##### Input rows #####

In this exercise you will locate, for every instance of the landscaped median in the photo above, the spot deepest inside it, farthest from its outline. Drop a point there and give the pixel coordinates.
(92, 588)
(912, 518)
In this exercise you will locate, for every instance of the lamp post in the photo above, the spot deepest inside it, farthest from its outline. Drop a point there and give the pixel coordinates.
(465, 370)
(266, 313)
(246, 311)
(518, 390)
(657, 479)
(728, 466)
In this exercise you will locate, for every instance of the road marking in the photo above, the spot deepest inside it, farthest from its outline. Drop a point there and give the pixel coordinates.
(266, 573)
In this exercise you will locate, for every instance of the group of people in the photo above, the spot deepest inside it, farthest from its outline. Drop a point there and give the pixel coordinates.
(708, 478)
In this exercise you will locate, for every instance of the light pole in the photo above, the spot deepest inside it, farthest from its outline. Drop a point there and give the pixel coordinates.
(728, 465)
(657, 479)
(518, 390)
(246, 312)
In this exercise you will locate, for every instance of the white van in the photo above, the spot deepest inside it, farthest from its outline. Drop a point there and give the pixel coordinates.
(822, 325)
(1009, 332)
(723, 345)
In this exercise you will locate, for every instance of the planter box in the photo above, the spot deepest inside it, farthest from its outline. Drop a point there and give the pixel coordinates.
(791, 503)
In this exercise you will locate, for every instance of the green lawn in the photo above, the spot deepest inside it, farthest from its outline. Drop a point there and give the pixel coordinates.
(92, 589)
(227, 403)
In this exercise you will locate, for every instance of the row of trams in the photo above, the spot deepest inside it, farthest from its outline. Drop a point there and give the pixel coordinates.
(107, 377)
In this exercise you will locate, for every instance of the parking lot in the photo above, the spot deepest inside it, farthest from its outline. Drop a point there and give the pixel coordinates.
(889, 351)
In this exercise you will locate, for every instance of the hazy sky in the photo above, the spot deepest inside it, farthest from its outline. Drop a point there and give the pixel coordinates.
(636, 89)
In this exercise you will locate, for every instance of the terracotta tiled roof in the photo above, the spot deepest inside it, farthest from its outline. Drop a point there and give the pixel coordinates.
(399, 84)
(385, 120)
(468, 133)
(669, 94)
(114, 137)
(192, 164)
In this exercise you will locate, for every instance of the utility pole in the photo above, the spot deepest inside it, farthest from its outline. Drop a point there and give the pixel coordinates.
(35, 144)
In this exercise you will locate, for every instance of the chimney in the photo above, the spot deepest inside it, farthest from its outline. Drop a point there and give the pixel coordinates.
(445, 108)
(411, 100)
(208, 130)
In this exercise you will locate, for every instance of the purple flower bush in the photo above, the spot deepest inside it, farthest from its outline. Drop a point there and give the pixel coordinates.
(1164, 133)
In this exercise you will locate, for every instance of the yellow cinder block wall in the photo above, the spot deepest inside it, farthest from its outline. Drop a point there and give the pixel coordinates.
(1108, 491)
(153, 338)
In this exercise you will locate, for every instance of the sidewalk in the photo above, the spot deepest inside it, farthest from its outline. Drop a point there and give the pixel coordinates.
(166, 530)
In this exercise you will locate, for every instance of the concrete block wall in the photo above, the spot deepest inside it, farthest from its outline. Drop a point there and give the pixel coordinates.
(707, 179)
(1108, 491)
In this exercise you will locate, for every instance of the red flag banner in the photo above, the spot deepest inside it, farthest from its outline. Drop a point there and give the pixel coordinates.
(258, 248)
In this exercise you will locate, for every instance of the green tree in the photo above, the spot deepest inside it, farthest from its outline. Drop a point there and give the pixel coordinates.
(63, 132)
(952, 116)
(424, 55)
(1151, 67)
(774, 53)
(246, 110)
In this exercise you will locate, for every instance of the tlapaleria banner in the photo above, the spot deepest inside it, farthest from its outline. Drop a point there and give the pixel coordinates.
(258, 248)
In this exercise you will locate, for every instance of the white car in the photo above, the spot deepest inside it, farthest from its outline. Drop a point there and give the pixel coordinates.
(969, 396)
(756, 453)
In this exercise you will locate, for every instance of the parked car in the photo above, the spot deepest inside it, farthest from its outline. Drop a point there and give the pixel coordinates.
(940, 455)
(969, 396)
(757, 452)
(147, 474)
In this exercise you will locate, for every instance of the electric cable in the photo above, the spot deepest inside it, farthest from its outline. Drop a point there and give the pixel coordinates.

#####

Your task: Reproduce every record above exactly as it appears.

Finished task:
In this exercise you will locate, for every instance of the landscaped median in the photo above, the spot deepest inside it, farthest from its outline. Drop a point there and give the pixel coordinates.
(92, 588)
(912, 518)
In this exercise you will locate, for every instance of the lamp post in the photo above, the spot deepest inside it, farthest from its outline. Drop a point there and give the pixel coordinates.
(465, 370)
(266, 313)
(246, 311)
(518, 390)
(657, 479)
(728, 466)
In this exercise you will locate, for every instance of the road marking in the photo above, the spot deepest inside it, farthest from its outline. Drop a point there and give the pixel coordinates.
(266, 573)
In this exercise you will locate, for every instance of the group of people in the photo above, the spot deepest inside it, farthest from its outline. Drop a point there and give the pixel coordinates.
(708, 478)
In this exercise you will locate, for every instance of the light pole in the photo above, the spot deepest inside it, farthest from its outline. Drop a point there and give the pixel coordinates.
(728, 465)
(657, 479)
(518, 390)
(246, 312)
In this exercise you will locate, for every instance of the white van in the photo above, the spot deepest inside it, farthest from its outline. Drop a point there and give the pixel coordinates.
(822, 325)
(1009, 332)
(723, 345)
In this exercise you will locate, for every instance of the planter box in the photo above, the spot deepest inside it, farthest from its outline. Drop a point there and give the pixel coordinates.
(791, 503)
In this exercise you will locate, for every instance of the green lawn in the photo above, the spot deepest inside it, farthest from its outline. Drop a point there and give the pixel coordinates.
(92, 589)
(227, 403)
In this exercise you will locate, for every instance of the row of trams in the photo above, the spot deepest inside it, farthest from its outline. Drop a point there and give the pixel coordinates.
(107, 377)
In this exercise you will locate, for every instance of the parking lot in the photo above, the spot deepest inside it, farthest from its outline. Drop a point there and give the pixel coordinates.
(889, 351)
In this exercise you will locate, for every instance of the hazy sky in the photo above, the spot deepest inside it, farthest from its outline. Drop a point there and give the pixel coordinates.
(636, 89)
In this exercise you will locate, for every instance of the terracotta tiled roof in the photo above, the spot deepest inside it, farthest from its outline. Drop a point there and give the pixel coordinates.
(399, 84)
(385, 120)
(468, 133)
(669, 94)
(114, 137)
(192, 164)
In this exercise you will locate, for every instance of the utility pole in the photo above, the spot deepest inside it, farthest from its outline. Drop a point there and give the pixel coordinates.
(35, 144)
In this exercise you will locate, for every instance of the chimney in the photo above, the spot deepest inside it, farthest from its outline. Drop a point there and give the pixel coordinates.
(445, 108)
(411, 100)
(208, 130)
In this exercise you will locate, for every instance of the purple flower bush in the photo above, the spot deepest inside it, farthest from its outline. Drop a point there and give the pixel coordinates.
(1164, 133)
In this exercise you will locate, for every instance of the yellow cinder block wall in the photo above, the spot deepest inside it, farthest from its outline. Drop a point there and give the pixel coordinates.
(1108, 491)
(153, 338)
In this exercise you will locate, for every instance of the sidewalk in the photo above, the spot deepest inside it, farthest from its outline. Drop a point there and give the pixel coordinates.
(166, 530)
In this exercise you will locate, for every instance of the concrete block wall in the photo above, the spot deepest inside it, farthest from its outline. Drop a point there and give the pixel coordinates.
(707, 179)
(1108, 491)
In this exercise you will locate, for every instance of the red flag banner in the photo above, the spot deepest inside it, farthest from its outline. Drop a point there and give the pixel coordinates.
(258, 248)
In this exercise you will locate, for every instance of the green tree in the photo above, the spot deepest inside it, farthest from its outline. Drop a point there and give the pixel coordinates.
(63, 132)
(952, 116)
(424, 55)
(1151, 67)
(774, 53)
(246, 110)
In this exercise you will locate, for every instance of the tlapaleria banner in the photo above, the spot deepest inside it, farthest from its outline. Drop a point there and give the pixel coordinates.
(258, 248)
In this exercise you will locate, for every instance of the white car in the photo above, the spot deepest inside it, farthest from its outline. Drop a point there and give the pixel coordinates.
(969, 396)
(756, 453)
In this exercise you will locate, for every instance of the parked car in the photo above, the spot deepest inside it, farthest from its outline. Drop a point there and give the pixel coordinates.
(940, 455)
(969, 396)
(757, 452)
(147, 474)
In this exercise you will locate, for every instance of the electric cable in the photo above, the spot deepest inside it, farthest from its outline. Drop a point there and give the pixel coordinates.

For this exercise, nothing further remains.